» What the exercise asks:
Pick out every line of the records that contains the word "green", and copy each one in full. Case counts.

======== Given entries ========

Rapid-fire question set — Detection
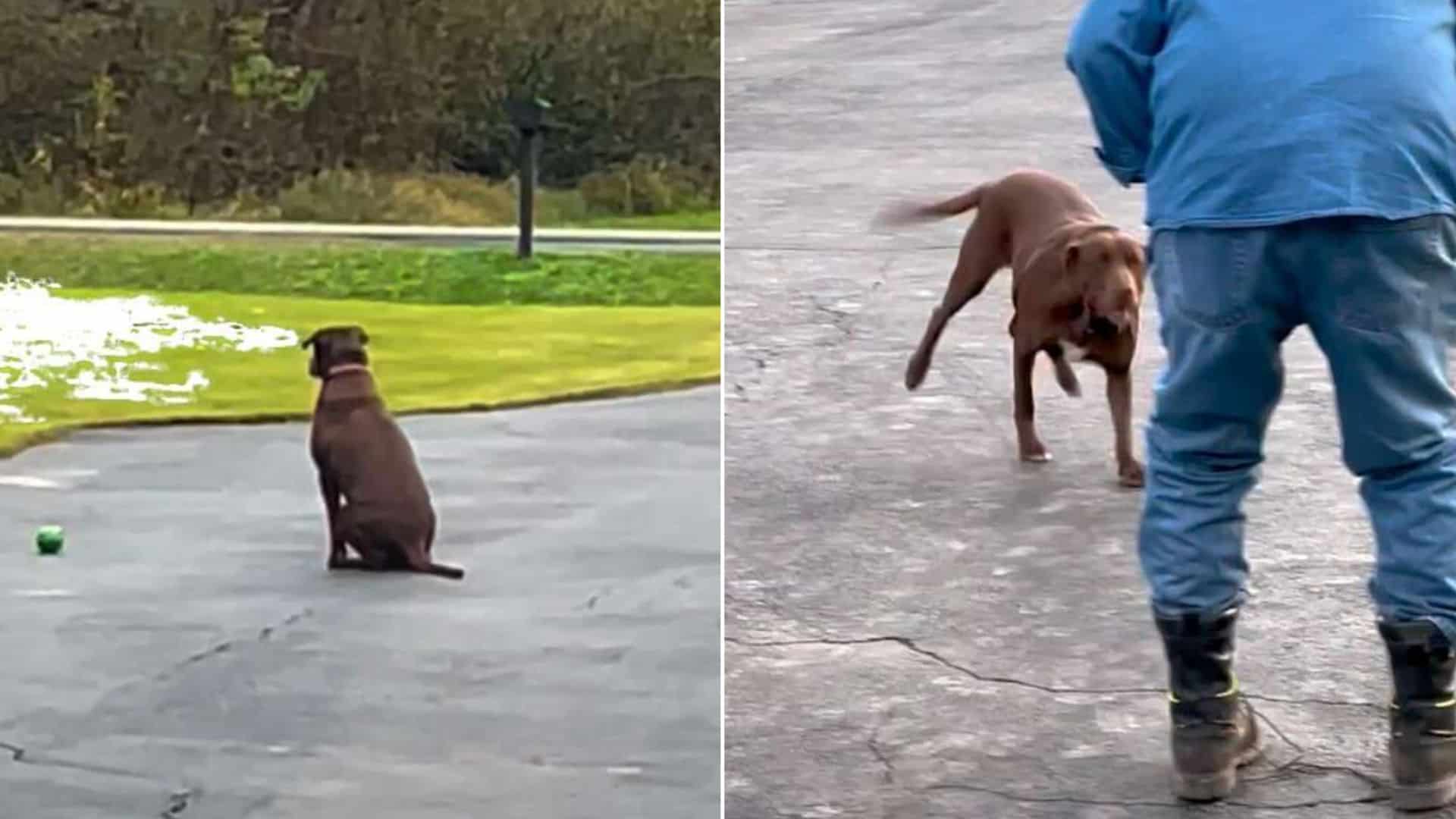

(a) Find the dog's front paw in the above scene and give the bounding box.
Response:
[1021,443,1051,463]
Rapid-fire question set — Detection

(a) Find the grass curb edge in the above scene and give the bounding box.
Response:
[0,373,722,462]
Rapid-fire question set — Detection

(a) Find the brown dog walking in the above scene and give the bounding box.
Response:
[303,326,464,580]
[880,171,1146,487]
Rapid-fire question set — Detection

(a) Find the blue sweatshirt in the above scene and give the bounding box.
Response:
[1067,0,1456,231]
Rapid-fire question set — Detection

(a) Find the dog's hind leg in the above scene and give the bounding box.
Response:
[905,214,1010,389]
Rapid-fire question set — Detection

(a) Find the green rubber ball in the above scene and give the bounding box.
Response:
[35,526,65,555]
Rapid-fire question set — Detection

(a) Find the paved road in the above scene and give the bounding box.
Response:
[723,0,1389,819]
[0,215,719,253]
[0,388,719,819]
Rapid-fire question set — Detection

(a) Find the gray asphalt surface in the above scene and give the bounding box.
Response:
[723,0,1409,819]
[0,388,720,819]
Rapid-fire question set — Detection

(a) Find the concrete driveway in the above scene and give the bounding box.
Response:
[0,388,720,819]
[723,0,1389,819]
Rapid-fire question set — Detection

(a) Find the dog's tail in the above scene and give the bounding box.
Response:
[429,563,464,580]
[875,185,986,228]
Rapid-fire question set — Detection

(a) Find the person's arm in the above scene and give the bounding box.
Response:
[1067,0,1166,187]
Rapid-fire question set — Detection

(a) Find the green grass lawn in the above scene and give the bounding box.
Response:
[0,290,719,455]
[0,234,719,306]
[0,234,720,455]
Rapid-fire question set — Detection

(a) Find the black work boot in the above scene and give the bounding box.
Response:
[1153,607,1260,802]
[1377,621,1456,810]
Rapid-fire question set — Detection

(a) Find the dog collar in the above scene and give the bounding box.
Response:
[323,364,369,381]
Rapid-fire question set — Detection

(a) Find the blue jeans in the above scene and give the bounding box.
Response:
[1138,215,1456,642]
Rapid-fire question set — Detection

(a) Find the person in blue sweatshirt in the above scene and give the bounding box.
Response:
[1065,0,1456,809]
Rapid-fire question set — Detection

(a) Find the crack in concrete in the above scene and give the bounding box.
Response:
[157,789,201,819]
[164,609,313,679]
[723,635,1383,708]
[924,783,1386,810]
[0,607,313,819]
[723,626,1388,810]
[723,635,1163,695]
[0,742,157,783]
[864,714,896,786]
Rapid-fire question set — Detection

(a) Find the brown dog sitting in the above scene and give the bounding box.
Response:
[880,171,1144,487]
[303,326,464,580]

========

» Expected answer:
(a) Find the green rubber ball in the above scene and give the bounding box.
(a) Find the green grass lawn in the above scene and give the bounding box.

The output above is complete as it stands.